Pointing records:
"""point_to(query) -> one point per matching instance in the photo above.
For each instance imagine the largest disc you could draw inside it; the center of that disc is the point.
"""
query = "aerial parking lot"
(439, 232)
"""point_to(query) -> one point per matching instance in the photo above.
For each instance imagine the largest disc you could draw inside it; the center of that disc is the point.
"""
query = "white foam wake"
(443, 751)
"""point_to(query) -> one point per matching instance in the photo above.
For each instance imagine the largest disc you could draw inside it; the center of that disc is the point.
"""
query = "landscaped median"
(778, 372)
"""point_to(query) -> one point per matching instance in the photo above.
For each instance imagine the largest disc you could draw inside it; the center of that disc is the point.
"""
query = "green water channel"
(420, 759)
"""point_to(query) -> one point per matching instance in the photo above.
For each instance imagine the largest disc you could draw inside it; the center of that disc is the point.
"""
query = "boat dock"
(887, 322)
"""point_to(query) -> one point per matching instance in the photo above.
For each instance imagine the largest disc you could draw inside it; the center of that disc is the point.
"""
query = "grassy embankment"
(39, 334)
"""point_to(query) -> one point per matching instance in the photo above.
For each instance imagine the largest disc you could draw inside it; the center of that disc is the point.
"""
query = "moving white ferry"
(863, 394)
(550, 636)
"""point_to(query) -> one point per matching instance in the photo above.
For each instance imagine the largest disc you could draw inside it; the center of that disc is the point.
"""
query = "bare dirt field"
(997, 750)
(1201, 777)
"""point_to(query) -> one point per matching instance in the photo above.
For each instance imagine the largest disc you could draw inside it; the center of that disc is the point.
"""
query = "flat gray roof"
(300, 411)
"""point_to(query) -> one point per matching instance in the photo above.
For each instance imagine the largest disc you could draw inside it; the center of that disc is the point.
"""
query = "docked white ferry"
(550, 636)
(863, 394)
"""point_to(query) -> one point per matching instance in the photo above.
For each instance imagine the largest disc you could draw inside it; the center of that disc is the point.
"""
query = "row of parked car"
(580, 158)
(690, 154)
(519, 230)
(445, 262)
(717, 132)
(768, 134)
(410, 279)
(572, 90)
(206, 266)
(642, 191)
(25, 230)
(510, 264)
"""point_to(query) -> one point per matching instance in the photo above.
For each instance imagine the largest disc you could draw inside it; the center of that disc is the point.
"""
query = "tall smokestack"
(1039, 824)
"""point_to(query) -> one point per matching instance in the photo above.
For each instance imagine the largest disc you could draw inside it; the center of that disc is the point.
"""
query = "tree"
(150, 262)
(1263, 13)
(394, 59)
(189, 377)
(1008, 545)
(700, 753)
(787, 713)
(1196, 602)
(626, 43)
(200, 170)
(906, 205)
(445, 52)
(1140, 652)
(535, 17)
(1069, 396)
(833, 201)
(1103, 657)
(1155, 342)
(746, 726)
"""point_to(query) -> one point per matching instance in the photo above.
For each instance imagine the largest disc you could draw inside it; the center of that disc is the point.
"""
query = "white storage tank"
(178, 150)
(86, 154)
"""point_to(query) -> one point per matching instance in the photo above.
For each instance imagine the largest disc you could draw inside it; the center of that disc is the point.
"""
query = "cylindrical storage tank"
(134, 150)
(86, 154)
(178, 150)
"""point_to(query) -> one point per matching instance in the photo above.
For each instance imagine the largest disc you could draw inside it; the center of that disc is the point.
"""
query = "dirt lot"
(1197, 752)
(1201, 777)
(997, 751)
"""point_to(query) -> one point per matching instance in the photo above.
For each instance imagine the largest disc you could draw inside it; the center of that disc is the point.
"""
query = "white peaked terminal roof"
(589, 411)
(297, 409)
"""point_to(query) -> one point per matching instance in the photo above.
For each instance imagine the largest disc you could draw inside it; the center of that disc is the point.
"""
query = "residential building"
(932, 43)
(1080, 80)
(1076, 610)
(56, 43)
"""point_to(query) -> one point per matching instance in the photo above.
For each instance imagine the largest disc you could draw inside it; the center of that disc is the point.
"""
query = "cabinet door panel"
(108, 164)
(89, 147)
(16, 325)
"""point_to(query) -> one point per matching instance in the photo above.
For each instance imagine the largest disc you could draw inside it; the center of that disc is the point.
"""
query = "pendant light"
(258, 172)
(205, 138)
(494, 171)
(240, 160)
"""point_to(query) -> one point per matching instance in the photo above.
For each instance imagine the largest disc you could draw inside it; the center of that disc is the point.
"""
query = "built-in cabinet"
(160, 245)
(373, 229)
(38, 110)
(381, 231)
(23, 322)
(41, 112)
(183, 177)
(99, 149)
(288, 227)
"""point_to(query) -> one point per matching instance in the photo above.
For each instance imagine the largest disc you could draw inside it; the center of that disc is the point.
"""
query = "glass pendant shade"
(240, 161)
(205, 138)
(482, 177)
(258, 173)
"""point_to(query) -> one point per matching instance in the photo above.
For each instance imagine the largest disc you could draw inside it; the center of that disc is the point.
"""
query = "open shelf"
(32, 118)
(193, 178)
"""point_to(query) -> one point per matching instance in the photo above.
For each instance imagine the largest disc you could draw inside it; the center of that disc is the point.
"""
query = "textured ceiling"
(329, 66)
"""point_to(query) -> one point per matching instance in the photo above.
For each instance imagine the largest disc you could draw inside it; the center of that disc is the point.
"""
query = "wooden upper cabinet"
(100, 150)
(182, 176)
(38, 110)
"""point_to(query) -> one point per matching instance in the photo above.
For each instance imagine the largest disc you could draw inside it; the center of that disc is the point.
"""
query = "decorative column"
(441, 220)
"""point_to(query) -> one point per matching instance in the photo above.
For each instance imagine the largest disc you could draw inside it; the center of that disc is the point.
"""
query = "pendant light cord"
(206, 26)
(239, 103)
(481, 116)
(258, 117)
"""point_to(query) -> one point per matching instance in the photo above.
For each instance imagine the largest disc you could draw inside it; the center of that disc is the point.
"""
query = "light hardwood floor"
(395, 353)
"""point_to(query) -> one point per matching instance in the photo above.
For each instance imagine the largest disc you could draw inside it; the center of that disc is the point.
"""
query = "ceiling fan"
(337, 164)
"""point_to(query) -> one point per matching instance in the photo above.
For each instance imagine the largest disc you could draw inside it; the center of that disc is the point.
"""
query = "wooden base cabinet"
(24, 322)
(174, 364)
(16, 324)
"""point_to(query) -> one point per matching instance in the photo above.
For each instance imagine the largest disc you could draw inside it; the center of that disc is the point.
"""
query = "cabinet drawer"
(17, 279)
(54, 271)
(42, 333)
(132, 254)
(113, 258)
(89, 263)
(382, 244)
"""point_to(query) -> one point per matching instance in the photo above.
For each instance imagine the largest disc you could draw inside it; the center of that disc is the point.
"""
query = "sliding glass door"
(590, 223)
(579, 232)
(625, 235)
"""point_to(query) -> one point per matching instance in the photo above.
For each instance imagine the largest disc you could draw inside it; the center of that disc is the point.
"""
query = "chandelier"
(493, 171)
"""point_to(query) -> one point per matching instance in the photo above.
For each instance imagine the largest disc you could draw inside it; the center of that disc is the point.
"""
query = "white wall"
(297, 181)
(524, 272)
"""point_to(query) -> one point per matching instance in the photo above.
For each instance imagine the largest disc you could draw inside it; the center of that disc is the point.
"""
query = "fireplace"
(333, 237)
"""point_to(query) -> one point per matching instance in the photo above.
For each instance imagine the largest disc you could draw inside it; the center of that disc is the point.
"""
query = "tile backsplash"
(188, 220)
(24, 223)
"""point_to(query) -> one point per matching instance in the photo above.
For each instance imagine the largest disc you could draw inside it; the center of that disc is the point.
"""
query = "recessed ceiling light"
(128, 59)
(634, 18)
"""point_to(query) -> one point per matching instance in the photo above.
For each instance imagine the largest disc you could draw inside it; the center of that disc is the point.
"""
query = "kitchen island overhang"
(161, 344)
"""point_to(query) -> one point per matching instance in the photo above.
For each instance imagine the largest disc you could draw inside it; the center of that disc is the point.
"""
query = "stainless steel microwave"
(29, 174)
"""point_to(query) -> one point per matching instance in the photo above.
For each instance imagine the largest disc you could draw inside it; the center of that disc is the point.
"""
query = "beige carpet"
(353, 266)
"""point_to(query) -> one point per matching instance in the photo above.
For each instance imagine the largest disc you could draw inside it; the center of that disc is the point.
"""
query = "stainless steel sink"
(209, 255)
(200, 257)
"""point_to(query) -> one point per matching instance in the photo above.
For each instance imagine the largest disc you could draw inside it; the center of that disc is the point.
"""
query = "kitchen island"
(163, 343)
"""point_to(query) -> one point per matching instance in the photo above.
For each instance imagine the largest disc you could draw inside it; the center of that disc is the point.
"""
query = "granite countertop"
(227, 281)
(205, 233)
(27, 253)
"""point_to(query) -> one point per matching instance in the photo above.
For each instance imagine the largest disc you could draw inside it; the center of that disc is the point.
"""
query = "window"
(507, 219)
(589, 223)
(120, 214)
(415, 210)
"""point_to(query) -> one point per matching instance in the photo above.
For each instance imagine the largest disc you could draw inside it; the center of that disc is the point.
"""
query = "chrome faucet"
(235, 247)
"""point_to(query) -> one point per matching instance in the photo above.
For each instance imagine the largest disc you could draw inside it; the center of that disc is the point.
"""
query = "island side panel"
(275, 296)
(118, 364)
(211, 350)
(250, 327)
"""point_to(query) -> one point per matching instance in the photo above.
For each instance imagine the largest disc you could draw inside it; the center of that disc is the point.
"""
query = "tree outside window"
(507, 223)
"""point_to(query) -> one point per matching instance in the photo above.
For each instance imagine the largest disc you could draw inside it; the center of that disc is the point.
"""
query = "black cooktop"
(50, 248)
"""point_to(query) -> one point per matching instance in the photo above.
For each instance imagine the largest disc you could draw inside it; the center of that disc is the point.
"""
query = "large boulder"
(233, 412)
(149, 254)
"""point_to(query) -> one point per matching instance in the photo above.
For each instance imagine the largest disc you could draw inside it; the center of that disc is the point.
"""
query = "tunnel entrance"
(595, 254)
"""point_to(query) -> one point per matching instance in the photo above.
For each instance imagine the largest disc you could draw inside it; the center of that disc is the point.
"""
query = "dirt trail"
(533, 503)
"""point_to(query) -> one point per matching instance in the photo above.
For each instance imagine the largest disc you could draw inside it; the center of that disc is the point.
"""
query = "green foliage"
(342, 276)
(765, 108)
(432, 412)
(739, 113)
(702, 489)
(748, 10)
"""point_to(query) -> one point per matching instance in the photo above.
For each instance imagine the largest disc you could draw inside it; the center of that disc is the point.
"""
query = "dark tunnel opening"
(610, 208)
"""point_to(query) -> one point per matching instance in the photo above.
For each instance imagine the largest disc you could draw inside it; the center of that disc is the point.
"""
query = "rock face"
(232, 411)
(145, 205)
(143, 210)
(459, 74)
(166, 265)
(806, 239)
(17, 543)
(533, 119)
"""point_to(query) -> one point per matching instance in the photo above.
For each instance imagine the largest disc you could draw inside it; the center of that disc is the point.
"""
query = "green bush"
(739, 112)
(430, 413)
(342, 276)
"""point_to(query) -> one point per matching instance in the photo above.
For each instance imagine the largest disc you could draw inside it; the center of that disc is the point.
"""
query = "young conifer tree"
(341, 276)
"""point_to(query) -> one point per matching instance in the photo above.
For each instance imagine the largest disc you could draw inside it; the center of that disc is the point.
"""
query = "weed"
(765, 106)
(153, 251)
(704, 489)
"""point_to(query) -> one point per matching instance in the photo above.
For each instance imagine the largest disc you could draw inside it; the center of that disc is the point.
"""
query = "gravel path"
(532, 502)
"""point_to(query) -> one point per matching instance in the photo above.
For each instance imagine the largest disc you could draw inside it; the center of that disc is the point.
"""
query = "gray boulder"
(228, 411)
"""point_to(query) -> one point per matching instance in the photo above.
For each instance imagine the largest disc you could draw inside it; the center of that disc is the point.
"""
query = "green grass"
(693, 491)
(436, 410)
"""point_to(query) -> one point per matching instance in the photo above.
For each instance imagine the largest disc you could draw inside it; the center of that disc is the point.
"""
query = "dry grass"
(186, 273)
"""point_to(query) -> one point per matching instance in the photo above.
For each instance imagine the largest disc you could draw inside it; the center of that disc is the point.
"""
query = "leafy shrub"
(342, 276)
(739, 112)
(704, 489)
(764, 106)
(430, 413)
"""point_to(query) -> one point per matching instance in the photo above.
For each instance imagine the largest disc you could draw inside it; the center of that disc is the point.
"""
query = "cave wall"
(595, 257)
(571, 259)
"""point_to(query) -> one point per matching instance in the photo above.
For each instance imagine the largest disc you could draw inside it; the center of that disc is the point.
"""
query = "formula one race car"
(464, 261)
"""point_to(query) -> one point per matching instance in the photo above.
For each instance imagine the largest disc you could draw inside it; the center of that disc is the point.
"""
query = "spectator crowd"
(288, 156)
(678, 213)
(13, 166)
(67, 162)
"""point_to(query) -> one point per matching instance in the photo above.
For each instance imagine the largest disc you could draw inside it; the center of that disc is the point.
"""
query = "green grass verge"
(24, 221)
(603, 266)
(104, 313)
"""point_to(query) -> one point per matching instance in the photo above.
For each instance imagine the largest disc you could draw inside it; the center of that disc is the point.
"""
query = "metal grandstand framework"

WHAT YOU ARE ASKED TO DO:
Pull out every line in the items above that contains the word "wooden", and copy each one.

SOLUTION BELOW:
query = "wooden upper cabinet"
query = "wooden base cabinet"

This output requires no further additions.